### Written exercise
Copy out all of the material exactly.

(Annotated coordinate records)
## begin

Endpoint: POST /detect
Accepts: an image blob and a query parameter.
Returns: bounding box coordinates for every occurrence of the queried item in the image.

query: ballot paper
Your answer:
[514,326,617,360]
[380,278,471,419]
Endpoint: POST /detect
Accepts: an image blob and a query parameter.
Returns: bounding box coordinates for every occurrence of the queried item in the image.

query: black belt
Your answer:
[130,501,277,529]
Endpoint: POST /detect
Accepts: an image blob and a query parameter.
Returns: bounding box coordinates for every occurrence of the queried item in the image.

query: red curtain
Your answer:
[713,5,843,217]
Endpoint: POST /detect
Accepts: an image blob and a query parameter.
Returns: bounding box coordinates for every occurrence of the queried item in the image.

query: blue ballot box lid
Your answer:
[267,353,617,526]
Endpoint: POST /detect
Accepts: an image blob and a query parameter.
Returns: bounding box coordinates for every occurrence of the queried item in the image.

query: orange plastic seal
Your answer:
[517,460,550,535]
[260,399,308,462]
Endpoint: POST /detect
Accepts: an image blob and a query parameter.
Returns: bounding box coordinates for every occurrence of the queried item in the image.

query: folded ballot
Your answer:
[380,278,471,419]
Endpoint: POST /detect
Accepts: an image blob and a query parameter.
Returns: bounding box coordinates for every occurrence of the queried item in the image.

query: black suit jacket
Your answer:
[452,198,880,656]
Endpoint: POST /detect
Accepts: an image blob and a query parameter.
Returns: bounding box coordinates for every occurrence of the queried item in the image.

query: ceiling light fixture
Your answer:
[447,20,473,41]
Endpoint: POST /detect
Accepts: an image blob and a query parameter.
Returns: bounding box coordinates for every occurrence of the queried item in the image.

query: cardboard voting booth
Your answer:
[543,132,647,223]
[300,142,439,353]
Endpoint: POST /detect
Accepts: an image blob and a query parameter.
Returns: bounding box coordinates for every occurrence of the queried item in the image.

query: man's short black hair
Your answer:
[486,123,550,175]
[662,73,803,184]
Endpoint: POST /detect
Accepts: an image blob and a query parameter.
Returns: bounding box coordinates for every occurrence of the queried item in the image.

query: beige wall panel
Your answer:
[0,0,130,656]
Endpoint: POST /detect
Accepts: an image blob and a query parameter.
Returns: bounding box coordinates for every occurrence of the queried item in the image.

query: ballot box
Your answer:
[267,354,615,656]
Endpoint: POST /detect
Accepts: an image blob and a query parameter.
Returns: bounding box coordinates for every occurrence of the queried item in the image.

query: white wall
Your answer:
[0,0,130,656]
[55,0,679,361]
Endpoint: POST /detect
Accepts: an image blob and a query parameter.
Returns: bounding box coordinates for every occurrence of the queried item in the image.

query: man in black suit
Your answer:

## end

### Written answer
Endpoint: POST /detect
Accepts: an image blob and a query parameter.
Returns: bounding box coordinates for every occurrence of the queried item in the image.

query: ballot paper
Your answer:
[514,326,617,360]
[380,278,471,419]
Endpoint: POST /detect
Accepts: an image blob and a query parameter.
Returns: bounding box coordinates for every occurrence of the queried item in the image.

query: black belt
Your answer:
[130,501,277,529]
Endpoint: POST /detect
Accepts: an image blob and a query parameter.
Returns: bounding box coordinates for every occurrence of the queried item in the image.

query: red curtain
Your answer:
[713,5,843,217]
Endpoint: POST /detect
Accepts: an image blob and a query parameter.
Returns: bounding box coordinates for every occurrence of the queried item in the image.

query: blue ballot box lid
Your answer:
[267,353,617,526]
Endpoint: POST /detect
Accepts: an image blob and a query parameter.
Returns: bounding box coordinates for every occurrence of the queried item in the image.

query: orange plastic seal
Your answer:
[517,460,550,535]
[260,399,308,462]
Endpoint: POST /detect
Accepts: an image blob and a query parameter.
Returns: bounding box coordinates for every occurrence of the queried item in the image.

query: folded ballot
Your answer:
[380,278,471,419]
Endpoint: POST /detect
Accepts: an image blob and a query parameter.
Returns: bounding box coordinates for every occurrence of the queried item in the image.

query: black suit jacket
Your answer:
[452,198,880,656]
Endpoint: POST /detect
Accepts: an image blob and a query parameter.
Returns: bounding box coordinates for every occurrence of the queried item in the image.

query: ceiling light fixture
Your answer:
[447,20,473,41]
Endpoint: POST /detect
Accepts: an image blob and a query parameter.
Returns: bounding box coordinates for every occurrence of the queried item in the image.

query: cardboard voting booth
Your answer:
[543,132,647,223]
[300,142,439,353]
Endpoint: POST /detect
Accepts: an image blob and a query parameter.
Returns: bounding box coordinates for every occurrence of the queried item in the image.

query: man's short black hair
Your answer:
[486,123,550,175]
[662,73,803,184]
Endpoint: POST /detect
Accepts: an image blob and a query parameter.
Returns: bounding box coordinates for every occurrence of the queried item in the image.

query: beige wall panel
Your answer:
[0,0,130,656]
Endpoint: POST /detect
Accepts: an image blob and a query parameter.
Returns: bounding box coordinates for every occurrence of the queried item in the image.

query: ballot box
Your answer:
[267,354,615,656]
Endpoint: POST /detect
Accepts: an image blob and a query parameter.
Returns: bounding box coordinates for every occurrence of the queried item in the image.

query: white wall
Your answer:
[0,0,130,656]
[55,0,679,361]
Endpoint: POST /detect
Accepts: an image blob and a query parameter.
Returns: bounding box coordinates for every occurrence of the queried item in the image.

query: man in black suit
Your answer:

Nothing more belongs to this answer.